**EXCERPTED TEXT:**
It means that while the Native Americans may have their own world view and every one of them understood it, yet their lack of suitable vocabulary that would define such views making it difficult for those outside their context to understand such views. Unlike the English language, most of the Native languages do not have words for such words as emotion, guilt, and so forth which are important in defining the social meanings and the social behavior that are forming the background for such views. As Clara Sue Kidwell and Alan R.

Velie affirmed, Language “is a way of categorizing experience, and the study of categories gives insight into the way that people give structure to the world” (Kidwell & Velie, p. 83). The role of language therefore, in the process of understanding Native world views is that it provides necessary medium by which people can study and learn the context of the particular world view and also the existing social behavior in which those views had been formed. As Jennings noted, that a world view is “the filter through which one looks at and interprets the world…” (Jennings, p.

25). By this, a world view expressed in a foreign language could only be meaningful to the people that speak that language, but outside that language, it may not be comprehensible. Clare Mar-Molinero stated, “Not only does language have an instrumental role as means of communication, it also has an extremely important symbolic role as marker of identity” (Mar-Molinero, p. 3). Understanding languages therefore plays an important role in understanding the Native American World views.

It may be relatively easy for any particular groups that have their own language and culture to form their own world views, but without understanding their language; it would be difficult to understand them. However, given the fact, that we are profoundly linked by language, there is no reason that we cannot understand the Native American world views and learn from them for us to understand their cultures and to respect them. How can we translate one worldview into another for understanding and respecting diverse cultures on earth?

[Collected data]
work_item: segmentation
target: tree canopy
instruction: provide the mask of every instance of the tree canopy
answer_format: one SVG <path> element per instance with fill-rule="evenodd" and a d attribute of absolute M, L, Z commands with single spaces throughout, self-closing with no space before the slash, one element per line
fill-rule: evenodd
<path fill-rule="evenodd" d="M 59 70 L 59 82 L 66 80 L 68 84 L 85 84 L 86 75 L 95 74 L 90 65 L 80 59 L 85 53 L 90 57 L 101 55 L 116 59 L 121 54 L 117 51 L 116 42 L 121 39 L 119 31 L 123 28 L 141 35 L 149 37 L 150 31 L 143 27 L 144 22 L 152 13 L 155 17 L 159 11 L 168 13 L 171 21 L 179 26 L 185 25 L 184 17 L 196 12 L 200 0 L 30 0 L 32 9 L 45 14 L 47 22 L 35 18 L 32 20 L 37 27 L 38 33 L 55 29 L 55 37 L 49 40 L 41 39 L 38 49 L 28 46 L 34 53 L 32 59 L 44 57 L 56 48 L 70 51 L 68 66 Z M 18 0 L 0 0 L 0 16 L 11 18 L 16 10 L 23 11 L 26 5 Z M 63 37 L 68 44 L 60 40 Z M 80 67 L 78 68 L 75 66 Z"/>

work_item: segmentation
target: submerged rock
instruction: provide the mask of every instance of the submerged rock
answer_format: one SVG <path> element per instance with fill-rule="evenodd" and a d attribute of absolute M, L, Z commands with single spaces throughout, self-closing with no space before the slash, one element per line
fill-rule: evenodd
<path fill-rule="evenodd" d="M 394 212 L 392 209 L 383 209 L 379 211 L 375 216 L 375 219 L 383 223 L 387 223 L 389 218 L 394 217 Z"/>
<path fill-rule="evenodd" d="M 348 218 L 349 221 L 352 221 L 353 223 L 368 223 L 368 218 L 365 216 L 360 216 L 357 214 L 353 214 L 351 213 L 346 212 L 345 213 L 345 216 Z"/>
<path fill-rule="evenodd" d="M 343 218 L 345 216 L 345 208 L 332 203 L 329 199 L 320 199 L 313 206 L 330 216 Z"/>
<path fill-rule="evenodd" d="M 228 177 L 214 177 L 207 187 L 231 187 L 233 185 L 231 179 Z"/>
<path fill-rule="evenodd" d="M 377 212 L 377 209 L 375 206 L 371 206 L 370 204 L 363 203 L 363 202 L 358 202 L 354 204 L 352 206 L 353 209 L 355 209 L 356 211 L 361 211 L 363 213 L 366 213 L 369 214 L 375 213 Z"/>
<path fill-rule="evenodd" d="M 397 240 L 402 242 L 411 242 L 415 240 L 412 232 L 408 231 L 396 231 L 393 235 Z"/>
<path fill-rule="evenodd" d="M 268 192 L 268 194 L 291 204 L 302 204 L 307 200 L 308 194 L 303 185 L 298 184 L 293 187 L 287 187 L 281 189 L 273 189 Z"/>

**ASSIGNMENT:** According to the excerpted text on language and Native American world views, why is it difficult for people outside their context to understand those views? Answer in one to three sentences. These items were taken from a separate source.

**TASK SOLUTION:** The views are hard for outsiders to understand because the Native Americans lack suitable vocabulary to define them. Unlike English, most Native languages have no words for such things as emotion and guilt. These words are important in defining the social meanings and social behavior that form the background for those views.